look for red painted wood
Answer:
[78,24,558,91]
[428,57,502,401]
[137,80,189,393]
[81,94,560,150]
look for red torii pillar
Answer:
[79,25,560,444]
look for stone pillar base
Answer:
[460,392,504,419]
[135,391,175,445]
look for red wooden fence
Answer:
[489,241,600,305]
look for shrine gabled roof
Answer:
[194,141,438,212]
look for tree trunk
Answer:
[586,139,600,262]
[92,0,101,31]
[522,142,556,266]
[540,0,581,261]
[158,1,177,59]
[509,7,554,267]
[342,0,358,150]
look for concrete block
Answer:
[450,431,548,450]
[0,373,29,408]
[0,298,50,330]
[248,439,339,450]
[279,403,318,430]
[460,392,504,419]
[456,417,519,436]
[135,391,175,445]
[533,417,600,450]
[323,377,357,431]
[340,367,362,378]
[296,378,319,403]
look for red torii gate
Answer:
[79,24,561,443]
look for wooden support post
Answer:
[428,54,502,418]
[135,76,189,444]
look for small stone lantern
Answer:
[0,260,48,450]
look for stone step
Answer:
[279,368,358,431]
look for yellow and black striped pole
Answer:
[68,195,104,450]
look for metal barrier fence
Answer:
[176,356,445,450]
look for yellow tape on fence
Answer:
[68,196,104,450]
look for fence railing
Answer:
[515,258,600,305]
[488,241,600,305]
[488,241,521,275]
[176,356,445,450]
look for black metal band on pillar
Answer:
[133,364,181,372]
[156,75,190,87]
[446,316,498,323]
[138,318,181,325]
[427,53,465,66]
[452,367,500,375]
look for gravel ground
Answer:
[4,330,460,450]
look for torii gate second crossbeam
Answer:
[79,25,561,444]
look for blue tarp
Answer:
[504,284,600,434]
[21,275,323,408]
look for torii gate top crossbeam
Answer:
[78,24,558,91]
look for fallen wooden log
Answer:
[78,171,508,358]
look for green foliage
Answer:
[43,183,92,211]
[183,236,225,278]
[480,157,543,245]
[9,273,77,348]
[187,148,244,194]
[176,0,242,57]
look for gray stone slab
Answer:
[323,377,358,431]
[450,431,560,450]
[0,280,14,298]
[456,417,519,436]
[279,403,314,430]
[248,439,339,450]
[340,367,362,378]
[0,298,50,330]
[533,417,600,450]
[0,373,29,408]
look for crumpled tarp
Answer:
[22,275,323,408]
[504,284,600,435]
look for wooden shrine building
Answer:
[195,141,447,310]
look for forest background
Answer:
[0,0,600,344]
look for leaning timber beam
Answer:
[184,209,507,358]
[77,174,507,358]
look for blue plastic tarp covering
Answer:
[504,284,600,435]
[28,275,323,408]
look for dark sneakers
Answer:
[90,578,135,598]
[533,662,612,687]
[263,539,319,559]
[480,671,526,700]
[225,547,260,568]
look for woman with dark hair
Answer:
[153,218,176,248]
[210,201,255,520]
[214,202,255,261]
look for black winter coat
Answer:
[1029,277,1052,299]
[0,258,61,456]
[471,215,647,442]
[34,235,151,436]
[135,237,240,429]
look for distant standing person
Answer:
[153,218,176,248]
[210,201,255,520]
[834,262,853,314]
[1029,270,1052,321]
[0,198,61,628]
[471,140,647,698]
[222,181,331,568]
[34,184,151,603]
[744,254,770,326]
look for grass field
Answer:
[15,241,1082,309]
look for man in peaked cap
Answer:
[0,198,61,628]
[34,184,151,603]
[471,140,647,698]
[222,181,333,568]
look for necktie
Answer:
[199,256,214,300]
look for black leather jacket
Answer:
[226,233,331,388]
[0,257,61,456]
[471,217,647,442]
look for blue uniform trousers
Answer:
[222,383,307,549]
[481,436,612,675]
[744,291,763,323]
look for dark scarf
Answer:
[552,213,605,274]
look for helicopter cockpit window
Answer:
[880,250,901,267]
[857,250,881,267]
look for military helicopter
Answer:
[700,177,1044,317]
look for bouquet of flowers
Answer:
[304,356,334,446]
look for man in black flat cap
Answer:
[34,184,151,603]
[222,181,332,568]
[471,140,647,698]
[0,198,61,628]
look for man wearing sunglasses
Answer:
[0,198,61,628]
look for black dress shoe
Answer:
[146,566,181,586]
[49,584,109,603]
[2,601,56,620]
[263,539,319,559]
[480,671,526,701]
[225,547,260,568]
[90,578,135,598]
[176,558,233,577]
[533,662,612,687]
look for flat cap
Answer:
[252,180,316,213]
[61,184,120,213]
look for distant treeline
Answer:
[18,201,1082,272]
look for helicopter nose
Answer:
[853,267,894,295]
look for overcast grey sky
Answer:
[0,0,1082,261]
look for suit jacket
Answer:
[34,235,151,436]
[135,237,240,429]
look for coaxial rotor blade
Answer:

Task to complete =>
Transcribe all of the items above line for line, changing nothing and leaving nothing out.

Correct answer =>
look for red painted wood
Answer:
[78,24,558,91]
[428,57,502,401]
[137,80,189,393]
[81,94,560,150]
look for red torii pillar
Answer:
[79,25,560,444]
look for stone pillar base
Answer:
[460,392,504,419]
[135,391,175,445]
look for red wooden fence
Answer:
[489,241,600,305]
look for shrine gabled roof
Answer:
[194,141,438,212]
look for tree trunk
Answer:
[586,139,600,262]
[92,0,101,31]
[522,142,556,266]
[540,0,581,261]
[158,1,177,59]
[509,7,554,267]
[342,0,358,150]
look for concrete block
Answer:
[450,431,548,450]
[0,373,29,408]
[0,298,50,330]
[248,439,339,450]
[279,403,318,430]
[460,392,504,419]
[456,417,519,436]
[135,391,175,445]
[533,417,600,450]
[323,377,357,431]
[340,367,362,378]
[296,378,319,403]
look for red torii gate
Answer:
[79,24,561,443]
look for wooden support post
Answer:
[428,54,502,418]
[135,76,189,444]
look for small stone lantern
Answer:
[0,260,48,450]
look for stone step
Answer:
[279,368,358,431]
look for yellow and black striped pole
Answer:
[68,195,104,450]
look for metal barrier fence
Answer:
[176,356,445,450]
look for yellow tape on fence
Answer:
[68,196,104,450]
look for fence railing
Answer:
[515,258,600,305]
[488,241,600,305]
[488,241,521,275]
[176,356,445,450]
look for black metal band on pillar
Answer:
[133,364,181,372]
[156,75,190,87]
[446,316,498,323]
[138,318,181,325]
[427,53,465,66]
[452,367,500,375]
look for gravel ground
Answer:
[4,330,460,450]
look for torii gate second crossbeam
Answer:
[79,25,561,444]
look for blue tarp
Answer:
[504,284,600,434]
[21,275,323,408]
look for torii gate top crossbeam
Answer:
[78,24,558,91]
look for fallen wooden log
Answer:
[78,171,508,358]
look for green foliage
Answer:
[43,183,92,211]
[183,236,225,278]
[480,157,543,245]
[9,273,77,348]
[187,148,244,194]
[176,0,242,57]
look for gray stone slab
Answer:
[323,377,358,431]
[450,431,560,450]
[0,280,14,298]
[456,417,519,436]
[279,403,314,430]
[248,439,339,450]
[340,367,362,378]
[0,298,50,330]
[533,417,600,450]
[0,373,29,408]
look for crumpled tarp
Answer:
[22,275,323,408]
[504,284,600,435]
look for wooden shrine building
Answer:
[195,141,447,310]
look for forest background
Answer:
[0,0,600,344]
look for leaning timber beam
Answer:
[184,209,507,358]
[77,174,507,358]
look for blue plastic tarp covering
Answer:
[504,284,600,435]
[28,275,323,408]
look for dark sneakers
Answer:
[90,578,135,598]
[533,662,612,687]
[263,539,319,559]
[480,671,526,700]
[225,547,260,568]
look for woman with dark hair
Answer:
[153,218,176,248]
[210,201,255,520]
[214,202,255,261]
look for black winter coat
Answer:
[1029,277,1052,299]
[0,258,61,456]
[471,215,647,442]
[34,235,151,436]
[135,237,240,429]
look for distant standing person
Answer:
[153,218,176,248]
[210,201,255,520]
[834,262,853,314]
[1029,270,1052,321]
[0,198,61,628]
[471,140,647,698]
[222,181,331,568]
[34,184,151,603]
[744,254,770,326]
look for grass field
Answer:
[15,241,1082,309]
look for man in peaked cap
Answer:
[0,198,61,628]
[34,184,151,603]
[471,140,647,698]
[222,181,333,568]
look for necktie
Answer:
[199,256,214,300]
look for black leather jacket
Answer:
[226,233,331,388]
[0,257,61,456]
[471,217,647,442]
look for blue uniform trousers
Answer:
[222,383,307,549]
[481,436,612,675]
[744,291,763,323]
look for dark scarf
Answer:
[552,213,605,274]
look for helicopter cockpit window
Answer:
[880,250,901,267]
[857,250,881,267]
look for military helicopter
Answer:
[700,177,1044,317]
look for bouquet of flowers
Answer:
[304,356,334,446]
look for man in black flat cap
Answer:
[34,184,151,603]
[222,181,332,568]
[471,140,647,698]
[0,198,61,628]
look for man wearing sunglasses
Answer:
[0,198,61,628]
look for black dress shoe
Answer:
[146,566,181,586]
[49,584,109,603]
[2,601,56,620]
[263,539,319,559]
[480,671,526,701]
[225,547,260,568]
[90,578,135,598]
[176,558,233,577]
[533,662,612,687]
look for flat cap
Answer:
[252,180,316,213]
[61,184,120,213]
look for distant treeline
Answer:
[18,201,1082,272]
look for helicopter nose
Answer:
[853,267,894,295]
look for overcast grey sky
Answer:
[0,0,1082,261]
look for suit jacket
Answer:
[34,235,151,436]
[135,237,240,429]
look for coaxial rotor blade
Answer:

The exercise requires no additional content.